[[ Raw data, beginning ]]

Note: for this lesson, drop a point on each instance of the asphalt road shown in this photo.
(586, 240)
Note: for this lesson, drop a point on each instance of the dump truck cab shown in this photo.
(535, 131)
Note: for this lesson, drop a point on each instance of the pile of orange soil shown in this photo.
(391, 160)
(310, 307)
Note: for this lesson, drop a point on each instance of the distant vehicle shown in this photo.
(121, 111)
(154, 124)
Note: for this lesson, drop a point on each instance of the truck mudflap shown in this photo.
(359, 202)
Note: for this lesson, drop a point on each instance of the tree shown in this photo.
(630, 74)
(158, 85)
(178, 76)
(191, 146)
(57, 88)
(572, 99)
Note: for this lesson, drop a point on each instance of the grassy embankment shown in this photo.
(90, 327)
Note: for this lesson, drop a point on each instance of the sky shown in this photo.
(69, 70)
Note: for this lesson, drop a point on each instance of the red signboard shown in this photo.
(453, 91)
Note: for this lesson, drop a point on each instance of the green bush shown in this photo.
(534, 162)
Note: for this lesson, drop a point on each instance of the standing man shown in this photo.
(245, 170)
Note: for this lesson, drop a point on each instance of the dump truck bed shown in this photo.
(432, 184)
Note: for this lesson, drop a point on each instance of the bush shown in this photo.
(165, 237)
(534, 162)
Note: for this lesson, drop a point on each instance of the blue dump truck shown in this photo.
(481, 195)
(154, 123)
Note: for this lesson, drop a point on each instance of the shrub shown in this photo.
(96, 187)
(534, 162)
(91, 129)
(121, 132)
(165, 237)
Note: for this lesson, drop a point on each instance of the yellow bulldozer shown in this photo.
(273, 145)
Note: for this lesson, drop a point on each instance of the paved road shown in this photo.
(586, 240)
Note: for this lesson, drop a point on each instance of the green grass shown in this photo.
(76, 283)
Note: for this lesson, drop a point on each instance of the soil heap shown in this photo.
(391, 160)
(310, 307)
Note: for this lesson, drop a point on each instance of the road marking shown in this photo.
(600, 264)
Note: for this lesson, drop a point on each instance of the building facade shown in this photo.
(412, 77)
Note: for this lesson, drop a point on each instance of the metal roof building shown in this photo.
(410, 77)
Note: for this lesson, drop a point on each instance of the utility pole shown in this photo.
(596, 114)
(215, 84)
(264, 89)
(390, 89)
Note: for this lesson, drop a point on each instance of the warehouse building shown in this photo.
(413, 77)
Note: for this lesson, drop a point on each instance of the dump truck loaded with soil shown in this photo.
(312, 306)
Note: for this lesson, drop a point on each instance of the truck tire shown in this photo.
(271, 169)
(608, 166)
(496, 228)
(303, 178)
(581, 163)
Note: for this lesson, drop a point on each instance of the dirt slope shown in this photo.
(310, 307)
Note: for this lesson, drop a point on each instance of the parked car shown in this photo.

[[ Raw data, end ]]

_Work order_
The job here is to write out all the entries again exactly.

_Reply_
Note: for this lesson, drop a point on each instance of the asphalt road shown in this photo.
(586, 240)
Note: for this lesson, drop a point on each instance of the dump truck cab shown in this photo.
(535, 131)
Note: for this lesson, drop a point on each instance of the pile of orange soil shown in this photo.
(391, 160)
(310, 307)
Note: for this lesson, drop a point on each instance of the distant vehicle shown in this photo.
(121, 111)
(154, 124)
Note: for this lesson, drop a point on each instance of the truck mudflap shown in this photo.
(359, 202)
Note: for this lesson, drop a point on each instance of the tree shown in this photo.
(630, 74)
(158, 85)
(178, 76)
(191, 146)
(57, 88)
(572, 99)
Note: for this lesson, drop a point on each instance of the grassy embankment shown in this photo.
(90, 327)
Note: for this lesson, drop a point on each instance of the sky shown in this photo.
(69, 70)
Note: for this lesson, drop a point on each instance of the red signboard shown in this photo.
(453, 91)
Note: for this lesson, drop a point on each instance of the green bush shown in this photo.
(534, 162)
Note: for this lesson, drop a point on each instance of the standing man shown in this photo.
(245, 170)
Note: for this lesson, drop a point on each instance of the dump truck bed shown in this photo.
(432, 184)
Note: for this lesson, drop a point on each instance of the bush shown in this photo.
(165, 237)
(534, 162)
Note: for this lesson, drop a point on each instance of the blue dump truck shown in this photo.
(481, 195)
(154, 123)
Note: for this lesson, drop a point on each instance of the shrub shown in this photo.
(96, 187)
(534, 162)
(91, 129)
(121, 132)
(165, 237)
Note: for this lesson, drop a point on each instance of the yellow bulldozer shown in this photo.
(273, 145)
Note: for this lesson, drop a point on each instance of the paved road shown in this photo.
(586, 240)
Note: for this lesson, drop a point on each instance of the green grass shown in this photo.
(76, 283)
Note: for this lesson, drop a point on each instance of the soil heap shown in this photo.
(391, 160)
(310, 307)
Note: for this lesson, drop a point on each instance of the road marking shown in this photo.
(600, 264)
Note: for this lesson, drop a point on each instance of the building facade shown in this photo.
(412, 77)
Note: for this lesson, drop a point on each instance of the metal roof building shown in this photo.
(410, 77)
Note: for this lesson, drop a point on each instance of the utility pole shown in this photo.
(596, 114)
(215, 84)
(264, 89)
(390, 89)
Note: for this lesson, drop a point on each instance of the warehouse building shown in this photo.
(413, 77)
Note: for this lesson, drop a point on each instance of the dump truck loaded with soil shown in this photo.
(312, 306)
Note: for this lesson, drop a point on each instance of the truck tire shown in this photo.
(271, 169)
(608, 166)
(496, 228)
(303, 178)
(581, 163)
Note: for this lesson, drop a point on each instance of the dirt slope shown in this photo.
(310, 307)
Note: for this lesson, drop a point on each instance of the parked car shown in this photo.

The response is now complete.